[WORK INSTRUCTIONS]
Given the entries that follow, write out exactly the lines starting at the one containing "697L876 703L894 707L922" and ending at the one containing "positive clicks: (240, 300)", both ends included, and only those.

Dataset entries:

==========

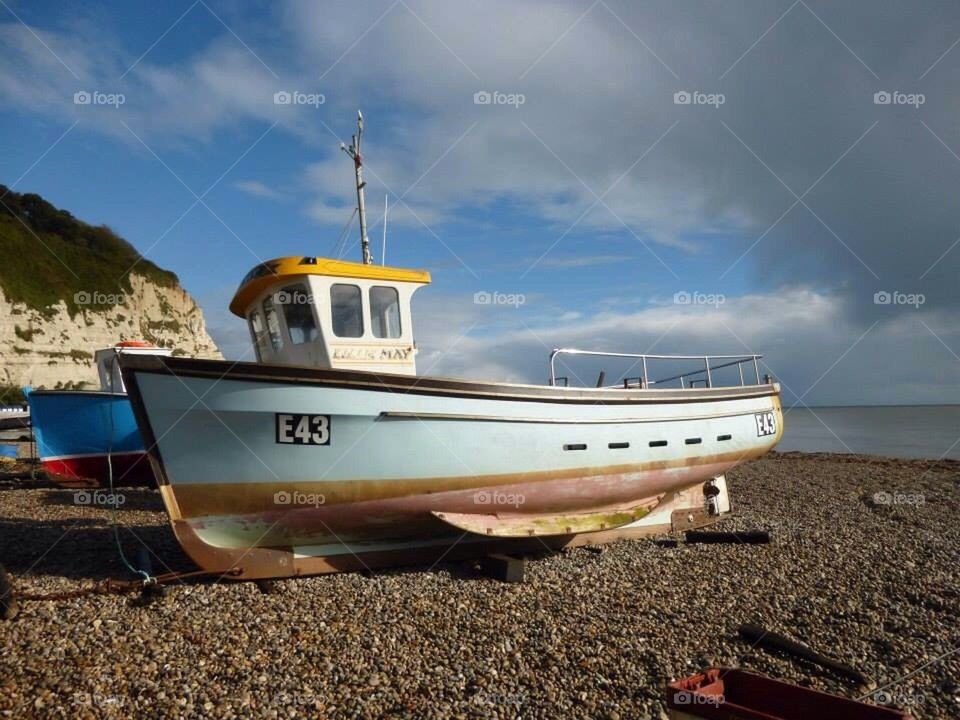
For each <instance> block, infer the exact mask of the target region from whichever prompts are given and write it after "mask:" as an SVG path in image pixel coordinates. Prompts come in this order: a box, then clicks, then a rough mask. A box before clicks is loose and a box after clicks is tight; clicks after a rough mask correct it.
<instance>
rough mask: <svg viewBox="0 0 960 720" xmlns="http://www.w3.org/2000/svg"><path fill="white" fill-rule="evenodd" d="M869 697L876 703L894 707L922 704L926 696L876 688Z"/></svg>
mask: <svg viewBox="0 0 960 720" xmlns="http://www.w3.org/2000/svg"><path fill="white" fill-rule="evenodd" d="M870 697H871V699H872V700H873V701H874V702H875V703H877V705H888V706H896V707H902V708H905V707H910V706H911V705H923V703H925V702H926V700H927V698H926V696H925V695H922V694H920V693H910V692H897V691H896V690H877V691H876V692H875V693H874V694H873V695H871V696H870Z"/></svg>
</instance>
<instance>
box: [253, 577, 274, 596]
mask: <svg viewBox="0 0 960 720" xmlns="http://www.w3.org/2000/svg"><path fill="white" fill-rule="evenodd" d="M254 582H255V583H256V585H257V590H259V591H260V593H261V594H263V595H276V594H277V593H278V592H280V589H279V588H278V587H277V583H276V581H274V580H255V581H254Z"/></svg>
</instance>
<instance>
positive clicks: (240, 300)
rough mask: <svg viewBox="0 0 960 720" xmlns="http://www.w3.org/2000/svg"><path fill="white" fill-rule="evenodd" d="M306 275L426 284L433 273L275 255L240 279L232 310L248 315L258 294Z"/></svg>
mask: <svg viewBox="0 0 960 720" xmlns="http://www.w3.org/2000/svg"><path fill="white" fill-rule="evenodd" d="M306 275H329V276H331V277H343V278H361V279H366V280H393V281H398V282H413V283H420V284H426V283H428V282H430V273H428V272H427V271H426V270H411V269H409V268H398V267H390V266H389V265H365V264H364V263H358V262H351V261H349V260H334V259H333V258H323V257H312V256H309V255H308V256H303V255H291V256H289V257H282V258H274V259H273V260H267V261H266V262H265V263H261V264H260V265H257V266H256V267H255V268H253V270H251V271H250V272H248V273H247V275H246V277H244V278H243V280H241V281H240V287H238V288H237V292H236V294H235V295H234V296H233V300H231V301H230V312H232V313H233V314H234V315H239V316H240V317H245V313H246V310H247V308H248V307H249V306H250V303H251V302H253V300H254V298H256V297H258V296H259V295H260V294H261V293H262V292H263V291H264V290H266V289H267V288H269V287H270V286H271V285H274V284H276V283H278V282H279V281H281V280H283V281H287V280H292V279H294V278H296V277H303V276H306Z"/></svg>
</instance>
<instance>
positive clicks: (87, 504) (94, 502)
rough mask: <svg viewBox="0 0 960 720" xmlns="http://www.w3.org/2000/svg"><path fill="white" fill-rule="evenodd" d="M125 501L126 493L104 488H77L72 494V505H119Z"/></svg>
mask: <svg viewBox="0 0 960 720" xmlns="http://www.w3.org/2000/svg"><path fill="white" fill-rule="evenodd" d="M126 501H127V497H126V495H124V494H123V493H118V492H107V491H106V490H93V491H88V490H78V491H77V492H75V493H74V494H73V504H74V505H92V506H96V507H120V506H121V505H123V504H124V503H125V502H126Z"/></svg>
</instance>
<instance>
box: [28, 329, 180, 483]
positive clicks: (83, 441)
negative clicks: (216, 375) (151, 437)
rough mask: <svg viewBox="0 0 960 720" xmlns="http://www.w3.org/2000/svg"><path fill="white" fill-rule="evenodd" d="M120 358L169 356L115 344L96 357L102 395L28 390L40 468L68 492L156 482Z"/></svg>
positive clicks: (121, 344) (143, 348) (169, 354)
mask: <svg viewBox="0 0 960 720" xmlns="http://www.w3.org/2000/svg"><path fill="white" fill-rule="evenodd" d="M120 354H137V355H163V356H167V355H170V350H167V349H165V348H158V347H155V346H153V345H150V344H149V343H142V342H137V341H126V342H121V343H117V344H116V345H115V346H113V347H111V348H105V349H103V350H98V351H97V352H96V354H95V359H96V363H97V370H98V373H99V376H100V389H99V390H32V389H28V388H25V389H24V392H25V393H26V395H27V402H28V403H29V405H30V417H31V422H32V424H33V435H34V440H35V442H36V444H37V455H38V456H39V458H40V465H41V467H42V468H43V469H44V470H46V471H47V472H49V473H50V474H51V477H52V479H53V480H54V481H55V482H57V483H59V484H61V485H63V486H65V487H108V486H110V485H111V484H112V485H114V486H130V485H152V484H153V482H154V481H153V471H152V469H151V467H150V462H149V460H148V459H147V456H146V453H145V451H144V445H143V440H142V438H141V437H140V432H139V430H138V429H137V423H136V421H135V420H134V417H133V409H132V408H131V406H130V401H129V399H128V398H127V394H126V391H125V388H124V386H123V380H122V378H121V377H120V373H119V370H118V367H117V360H116V358H117V356H118V355H120ZM111 477H112V483H111Z"/></svg>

==========

[PROBLEM SOLUTION]
rough mask: <svg viewBox="0 0 960 720" xmlns="http://www.w3.org/2000/svg"><path fill="white" fill-rule="evenodd" d="M869 697L876 703L894 707L922 704L926 696L876 688Z"/></svg>
mask: <svg viewBox="0 0 960 720" xmlns="http://www.w3.org/2000/svg"><path fill="white" fill-rule="evenodd" d="M870 697H871V699H872V700H873V701H874V702H875V703H877V705H888V706H896V707H902V708H905V707H910V706H911V705H923V703H925V702H926V700H927V698H926V696H925V695H922V694H920V693H910V692H897V691H896V690H877V691H876V692H875V693H874V694H873V695H871V696H870Z"/></svg>
</instance>
<instance>
box: [253, 577, 274, 596]
mask: <svg viewBox="0 0 960 720" xmlns="http://www.w3.org/2000/svg"><path fill="white" fill-rule="evenodd" d="M254 582H255V583H256V585H257V590H259V591H260V593H261V594H263V595H276V594H277V593H278V592H280V589H279V588H278V587H277V583H276V581H274V580H255V581H254Z"/></svg>
</instance>
<instance>
positive clicks: (240, 300)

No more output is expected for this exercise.